# [What is needed]
Retype the records below, character for character.

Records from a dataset
+ + +
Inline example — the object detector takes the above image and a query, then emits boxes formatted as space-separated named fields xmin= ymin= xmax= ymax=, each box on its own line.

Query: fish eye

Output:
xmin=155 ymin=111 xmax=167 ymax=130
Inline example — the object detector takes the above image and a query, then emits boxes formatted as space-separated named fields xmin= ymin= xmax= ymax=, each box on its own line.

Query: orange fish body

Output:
+ + +
# [Exercise result]
Inline example — the object detector takes the above image and a query, then emits boxes formatted as space-separated named fields xmin= ymin= xmax= ymax=, each box on its own line.

Query: fish eye

Output:
xmin=155 ymin=111 xmax=167 ymax=130
Inline example — the object detector takes the above image and a query, then emits boxes formatted as space-separated named fields xmin= ymin= xmax= ymax=, each box on its own line.

Query: orange fish body

Output:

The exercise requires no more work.